Document text
========================================
Most freshwater boats are trailered from one body of water to another with little regard to the trailer maintenance.  Although the investment in the trailer is less than what most people have tied up in their boats, it is still considerable.

A little trailer maintenance goes a long way.  Many older trailers have survived 50,000 miles in cross country travel.  Not without some work by their owners.  Trailer maintenance is not costly nor is it complicated.  Common sense and a few bucks will go a long way.

To help protect the trailer’s value, keep it clean.  After each use, wash it clean.  If the trailer is painted, a good car wax application will help protect the finish.  Use touch up paint from the dealer to repair the nicks from rocks thrown up from the roadway.

Check the air pressure and wear of the tires regularly.  Also check the lug nuts on the wheels.  Check the lights and electrical components.  Hook the trailer to your tow vehicle and make sure all lights are working.  That includes both the running lights and turn signals.  Also check the lenses over the light bulbs for cracks and holes.  Replace them if necessary.  You can spray the connections with contact spray to keep them clean and free of corrosion.
========================================
Excerpted records
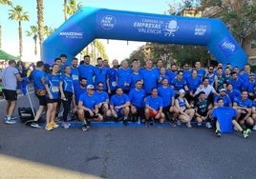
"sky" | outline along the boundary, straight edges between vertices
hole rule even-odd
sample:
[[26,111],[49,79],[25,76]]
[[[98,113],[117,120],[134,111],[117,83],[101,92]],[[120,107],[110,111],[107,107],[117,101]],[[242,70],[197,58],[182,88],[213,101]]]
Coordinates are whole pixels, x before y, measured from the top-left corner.
[[[168,10],[167,0],[76,0],[84,7],[103,8],[129,11],[139,11],[163,14]],[[169,1],[170,2],[170,1]],[[29,11],[30,22],[22,22],[23,28],[23,61],[36,62],[39,56],[33,54],[32,37],[26,36],[25,31],[31,26],[37,25],[36,0],[12,0],[14,6],[20,5],[24,11]],[[64,0],[44,0],[44,25],[57,29],[64,23]],[[0,23],[2,25],[2,50],[19,55],[18,22],[9,20],[8,6],[0,5]],[[109,60],[119,61],[129,57],[130,53],[144,44],[144,42],[100,40],[106,50]],[[38,48],[39,51],[39,48]],[[38,52],[39,54],[39,52]]]

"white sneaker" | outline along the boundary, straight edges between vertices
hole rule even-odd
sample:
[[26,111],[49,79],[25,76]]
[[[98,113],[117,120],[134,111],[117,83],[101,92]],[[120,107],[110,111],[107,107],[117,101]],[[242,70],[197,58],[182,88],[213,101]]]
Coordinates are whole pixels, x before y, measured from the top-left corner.
[[208,129],[212,128],[210,122],[207,122],[207,123],[205,124],[205,127],[208,128]]

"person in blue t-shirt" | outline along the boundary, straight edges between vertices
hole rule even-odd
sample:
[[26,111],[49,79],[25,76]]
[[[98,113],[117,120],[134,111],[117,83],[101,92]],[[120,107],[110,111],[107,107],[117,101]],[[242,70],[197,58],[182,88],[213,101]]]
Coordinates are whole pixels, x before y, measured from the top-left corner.
[[95,87],[96,87],[96,84],[98,82],[103,83],[103,90],[107,90],[107,71],[108,69],[103,67],[103,59],[101,57],[98,57],[96,59],[97,65],[95,68],[96,72],[96,78],[95,78]]
[[251,118],[252,101],[248,99],[248,92],[243,90],[241,97],[236,98],[233,108],[237,111],[236,121],[244,127],[245,124],[253,127],[254,121]]
[[225,93],[230,98],[232,104],[233,104],[235,98],[238,98],[241,96],[241,91],[239,90],[233,89],[232,84],[226,84]]
[[143,83],[143,79],[141,74],[139,71],[139,66],[135,65],[133,66],[133,72],[131,73],[131,85],[130,85],[130,90],[133,90],[136,88],[136,83],[138,80],[140,80]]
[[132,89],[129,92],[129,99],[131,102],[131,115],[136,115],[136,122],[139,118],[141,119],[141,122],[144,122],[144,98],[145,90],[143,90],[143,82],[138,80],[136,82],[135,89]]
[[46,130],[52,130],[53,128],[58,128],[58,125],[54,122],[55,112],[57,104],[59,101],[59,82],[60,76],[58,74],[59,65],[53,65],[52,73],[46,76],[45,89],[47,91],[46,102],[47,102],[47,111],[46,111]]
[[141,76],[143,78],[143,89],[146,95],[151,94],[151,90],[158,87],[159,73],[153,69],[153,62],[148,60],[146,62],[146,69],[141,70]]
[[112,116],[117,118],[123,118],[123,125],[128,124],[128,115],[130,112],[130,99],[127,94],[123,93],[121,88],[117,87],[116,94],[114,94],[110,99],[110,109]]
[[121,63],[121,68],[117,72],[117,87],[123,90],[123,92],[128,94],[131,86],[132,70],[129,68],[128,62],[125,60]]
[[200,61],[197,61],[195,63],[195,70],[198,71],[198,76],[200,77],[200,79],[203,80],[203,77],[205,76],[205,70],[201,68],[201,62]]
[[185,90],[185,91],[188,91],[186,80],[183,78],[182,70],[179,70],[178,75],[171,80],[171,87],[174,89],[177,94],[181,89],[183,89]]
[[96,96],[98,99],[98,113],[103,117],[109,118],[111,116],[111,111],[109,109],[109,94],[103,90],[104,84],[98,82],[96,84]]
[[78,67],[80,77],[86,78],[88,85],[94,85],[96,70],[95,67],[90,65],[91,57],[89,55],[85,55],[83,61],[84,63]]
[[110,97],[116,93],[117,88],[117,72],[118,70],[118,61],[116,59],[113,60],[112,65],[113,68],[108,69],[107,71],[107,88]]
[[222,136],[222,126],[220,125],[221,121],[226,121],[230,120],[232,121],[232,124],[234,127],[243,134],[245,138],[249,136],[249,133],[251,130],[249,129],[245,129],[238,124],[238,122],[235,120],[235,116],[237,115],[236,110],[231,107],[224,107],[224,99],[220,98],[217,101],[217,107],[212,111],[212,118],[216,121],[216,130],[215,134],[218,137]]
[[79,85],[79,70],[77,68],[78,66],[78,59],[73,58],[71,61],[71,75],[73,78],[73,84],[74,86]]
[[82,130],[86,131],[90,128],[90,121],[88,118],[102,121],[103,116],[98,113],[98,99],[95,95],[95,87],[87,85],[86,93],[80,95],[78,102],[78,119],[83,123]]
[[179,90],[179,96],[175,100],[175,107],[179,110],[179,120],[178,125],[181,125],[181,121],[183,123],[186,123],[187,128],[192,128],[190,122],[192,118],[194,117],[195,110],[192,109],[192,107],[188,104],[187,100],[184,97],[185,90],[183,89],[181,89]]
[[146,127],[149,126],[150,118],[158,120],[160,123],[163,123],[165,115],[162,112],[162,99],[159,96],[157,88],[153,88],[151,95],[145,98],[145,118]]
[[174,106],[175,91],[168,86],[168,78],[163,78],[161,86],[158,88],[159,95],[162,99],[162,112],[165,114],[166,119],[170,121],[172,127],[176,127],[175,120],[179,115],[178,109]]
[[80,78],[79,85],[74,85],[75,100],[73,100],[73,113],[76,113],[78,110],[78,102],[80,95],[86,93],[87,79]]
[[61,126],[64,129],[68,129],[70,124],[67,123],[68,114],[71,109],[71,102],[74,99],[74,84],[73,84],[73,77],[71,75],[71,67],[66,66],[64,68],[64,73],[60,75],[60,83],[59,83],[59,90],[60,90],[60,98],[63,104],[63,122]]
[[231,99],[229,98],[228,95],[225,93],[225,89],[221,89],[220,90],[220,94],[216,95],[213,99],[214,107],[217,107],[217,101],[222,98],[224,100],[224,107],[232,107],[232,102]]
[[32,71],[32,81],[35,95],[39,100],[39,108],[36,111],[36,114],[31,124],[31,127],[41,128],[38,125],[38,120],[46,109],[46,90],[45,90],[45,77],[46,72],[44,71],[44,63],[42,61],[36,62],[36,69]]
========================================
Exercise requirements
1 - Summarize the text on boat trailer maintenance in two sentences.
2 - Write the next part of the text on boat trailer maintenance, picking up after its last sentence.
The lines are separate material from the text on boat trailer maintenance.

Per-task outputs
1 - Boat trailers represent a considerable investment, and simple, inexpensive maintenance goes a long way toward keeping them on the road. Owners should wash the trailer after each use, wax and touch up painted finishes, check the tires and lug nuts regularly, and make sure all lights, lenses and electrical connections are working and free of damage or corrosion.

2 -
Be sure to check the hubs and lubricate the wheel bearings.  Look for any unusual wear or damage.  Trailers can have either grease pack hubs or the newer oil bath hubs.  Stick with the grease pack hubs.

According to them Oil bath hubs work well on the highway with trucks.  However, boat trailers are in a different environment.  The hubs can heat up on the highway and then they dip into cool lake water.  The sudden temperature change creates a vacuum inside the hub.  The vacuum will draw condensation, moisture or impurities directly into the bearing.  That leads to premature bearing failure.

Using oil bath hubs on trailers stored over the winter, or only used a few times per year, also promotes condensation.  With many oil bath hubs, it becomes necessary to rotate the wheels every other week to prevent rusting and pitting of the bearings.  Not a popular chore for the owner.

The use of grease-packed hubs provides dependability and reliability.

Before taking to the road, check the inch strap and any tie downs for worn or frayed sections that might fail.  Inspect the safety chains and make sure they are connected.  Check any rollers or bunks for excessive wear.  They are usually OK for many years of use but accidental damage occurs.

Check the hitch and test the breaking system.  On the road allow more time for stopping than would be the case without towing a boat.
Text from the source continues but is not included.